# Crime Data Analysis

Crime statistics are crucial in helping law enforcement and public safety agencies better understand crime patterns and develop preventive measures. This project aims to analyze crime data to uncover trends, identify hotspots, and provide actionable insights that can aid in reducing crime rates.

In [None]:
# Install Folium package to visualize maps
pip install folium

In [None]:
# Import Pandas and Pymysql modules
import pandas as pd
import pymysql
import matplotlib.pyplot as plt
import seaborn as sns
import folium

In [None]:
# Load the crime_data.csv to Pandas DataFrame
df = pd.read_csv(r"C:\Users\Hari\OneDrive - Wiley\Desktop\MyDesktop_14102024\Desktop\Data Science Bootcamp\Mini_Capstone_Project\Dataset\crime_data.csv")


In [None]:
# Replace the NaN values with None
df = df.where(df.notnull(), None)

In [None]:
# Establish a database connection
connection = pymysql.connect(host='localhost',
                             user='root',
                             password='Virat200599#',
                             database='crime_data_db')

In [None]:
# Create a cursor object
cursor = connection.cursor()

# Create a crime data table

In [None]:
# Create crime_data Table in crime_data_db database
query = '''create table crime_data(
          dr_no int,
          date_reported DATE,
          date_occurred DATE,
          area_name varchar(100),
          crime_code int,
          crime_code_description varchar(255),
          victim_age int,
          victim_sex varchar(10),
          premise_description varchar(255),
          status varchar(100),
          location varchar(100),
          lat double,
          lon double);'''

cursor.execute(query)

# Insert values to the crime_data table using pymysql
for index, row in df.iterrows():
    query = r'''insert into crime_data(dr_no, date_reported, date_occurred, area_name, crime_code, crime_code_description,
    victim_age, victim_sex, premise_description, status, location, lat, lon)
    values(%s,str_to_date(%s, '%%d-%%m-%%Y'),str_to_date(%s, '%%d-%%m-%%Y'),%s,%s,%s,%s,%s,%s,%s,%s,%s,%s);'''
    cursor.execute(query, tuple(row))

**Given entries**
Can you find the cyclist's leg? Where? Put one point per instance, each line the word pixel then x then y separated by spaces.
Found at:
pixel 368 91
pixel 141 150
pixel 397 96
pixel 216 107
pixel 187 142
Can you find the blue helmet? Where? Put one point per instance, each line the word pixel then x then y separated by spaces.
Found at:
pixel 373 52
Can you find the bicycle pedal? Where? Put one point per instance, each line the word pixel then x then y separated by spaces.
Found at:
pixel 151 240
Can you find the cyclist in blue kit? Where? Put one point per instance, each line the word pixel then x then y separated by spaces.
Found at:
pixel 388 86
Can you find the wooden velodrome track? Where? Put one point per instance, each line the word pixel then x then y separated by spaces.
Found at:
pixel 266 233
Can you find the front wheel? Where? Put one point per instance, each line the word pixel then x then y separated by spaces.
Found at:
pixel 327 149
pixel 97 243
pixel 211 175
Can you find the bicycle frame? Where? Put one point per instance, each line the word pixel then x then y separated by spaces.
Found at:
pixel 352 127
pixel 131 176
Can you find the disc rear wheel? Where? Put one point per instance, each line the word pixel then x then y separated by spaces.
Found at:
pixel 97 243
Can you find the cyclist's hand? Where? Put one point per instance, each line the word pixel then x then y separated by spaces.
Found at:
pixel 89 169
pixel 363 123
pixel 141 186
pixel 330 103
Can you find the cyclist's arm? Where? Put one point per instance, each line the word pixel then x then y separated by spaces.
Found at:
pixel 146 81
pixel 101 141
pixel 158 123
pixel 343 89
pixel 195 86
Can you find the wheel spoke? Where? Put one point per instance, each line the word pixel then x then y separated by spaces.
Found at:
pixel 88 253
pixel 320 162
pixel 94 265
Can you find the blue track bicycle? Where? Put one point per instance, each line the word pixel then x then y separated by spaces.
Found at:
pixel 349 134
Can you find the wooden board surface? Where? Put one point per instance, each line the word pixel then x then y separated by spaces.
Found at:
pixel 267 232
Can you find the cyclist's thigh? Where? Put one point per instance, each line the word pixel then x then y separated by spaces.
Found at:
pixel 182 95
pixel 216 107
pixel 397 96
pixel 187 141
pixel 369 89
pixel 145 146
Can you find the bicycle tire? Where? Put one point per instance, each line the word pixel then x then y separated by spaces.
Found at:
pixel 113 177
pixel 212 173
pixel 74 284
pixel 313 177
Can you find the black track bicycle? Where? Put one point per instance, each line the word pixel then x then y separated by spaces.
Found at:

**Given request 1**
Answer these questions using the crime data analysis text.
(a) Which package does the text install in order to visualize maps?
(b) What is the name of the database that the connection is made to?
(c) What SQL data type is given to the lat and lon columns?
**Given request 2**
Write the next part of the crime data analysis text, starting after its final line.

**Right answer 1**
(a) Folium
(b) crime_data_db
(c) double

**Right answer 2**
# Save changes in Database
connection.commit()

# Crime Data Exploratory Analysis

In [None]:
# Query to fetch total record count
cursor.execute('select count(*) from crime_data;')
total_records = cursor.fetchone()[0]

# Query to fetch unique crime_code records
cursor.execute('select count(distinct crime_code) from crime_data;')
unique_crime_codes_count = cursor.fetchone()[0]

# Print the total_records and unique_crime_codes_count
print(f'Total records: {total_records}')
print(f'Unique Crime codes: {unique_crime_codes_count}')

In [None]:
# Query to fetch unique crime_code and their descriptions
cursor.execute('select distinct crime_code, crime_code_description from crime_data order by crime_code;')
unique_crime_codes_descriptions = cursor.fetchall()

# Print the unique crime_codes and their descriptions
print('Unique crime codes and their descriptions')
for crime_code, description in unique_crime_codes_descriptions:
    print(crime_code, description)

# Temporal Analysis

In [None]:
# Convert the string data to date with specified format
df['DATE_OCC'] = pd.to_datetime(df['DATE_OCC'], format='%d-%m-%Y')

# Group the data on Month of the Crime_occurred_date to analyze trends over time
res = df.groupby(df['DATE_OCC'].dt.to_period('M')).size()

# Plot Line graph to analyze the trend over time
res.plot(kind='line', marker='o', label='Monthly values')
plt.title('Crime Trends Over Time')
plt.xlabel('Period in Month')
plt.ylabel('Number of Crimes')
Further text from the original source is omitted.